[Items from a data source]
• • •

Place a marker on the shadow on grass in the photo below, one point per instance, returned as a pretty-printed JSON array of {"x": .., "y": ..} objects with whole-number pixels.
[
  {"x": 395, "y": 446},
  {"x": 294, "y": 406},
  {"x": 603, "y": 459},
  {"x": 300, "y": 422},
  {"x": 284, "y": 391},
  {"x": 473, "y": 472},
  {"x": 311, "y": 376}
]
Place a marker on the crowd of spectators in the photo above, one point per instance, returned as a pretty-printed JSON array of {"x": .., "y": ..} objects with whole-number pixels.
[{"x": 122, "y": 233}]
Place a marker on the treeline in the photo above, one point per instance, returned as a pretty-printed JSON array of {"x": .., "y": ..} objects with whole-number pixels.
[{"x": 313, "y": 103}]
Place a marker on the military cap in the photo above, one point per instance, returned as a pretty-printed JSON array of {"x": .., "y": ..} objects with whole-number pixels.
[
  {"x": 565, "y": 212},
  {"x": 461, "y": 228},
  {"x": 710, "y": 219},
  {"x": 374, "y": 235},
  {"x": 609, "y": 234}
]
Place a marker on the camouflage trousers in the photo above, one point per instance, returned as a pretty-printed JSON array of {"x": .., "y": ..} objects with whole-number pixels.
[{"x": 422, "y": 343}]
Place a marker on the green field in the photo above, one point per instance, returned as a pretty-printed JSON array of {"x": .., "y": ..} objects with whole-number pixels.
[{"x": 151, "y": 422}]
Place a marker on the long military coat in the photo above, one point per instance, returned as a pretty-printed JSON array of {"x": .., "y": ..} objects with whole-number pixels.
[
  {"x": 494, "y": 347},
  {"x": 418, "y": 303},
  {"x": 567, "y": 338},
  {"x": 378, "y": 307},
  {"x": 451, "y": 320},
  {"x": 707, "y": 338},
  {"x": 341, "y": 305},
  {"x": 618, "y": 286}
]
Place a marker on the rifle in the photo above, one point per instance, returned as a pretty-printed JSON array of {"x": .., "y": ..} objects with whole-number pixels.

• • •

**EXERCISE:** Print the items above word for word, starting at the line that contains "Place a marker on the green" and continuing up to and including the last line of the items.

**RESULT OF THIS TASK:**
Place a marker on the green field in the photo above, one point per instance, returned as a pretty-printed JSON array of {"x": .., "y": ..} objects with whole-number pixels.
[{"x": 151, "y": 422}]
Place a marker on the long military coat in the photo above, one point per instance, returned as a pretty-printed JSON array of {"x": .., "y": ..} objects with whole-number pixels.
[
  {"x": 494, "y": 347},
  {"x": 418, "y": 303},
  {"x": 567, "y": 338},
  {"x": 378, "y": 307},
  {"x": 451, "y": 320},
  {"x": 707, "y": 338},
  {"x": 341, "y": 305},
  {"x": 618, "y": 286}
]
Place a marker on the rifle in the photo above, one point per instance, returned as a pretty-printed JSON array of {"x": .., "y": ..} objects with whole-number pixels.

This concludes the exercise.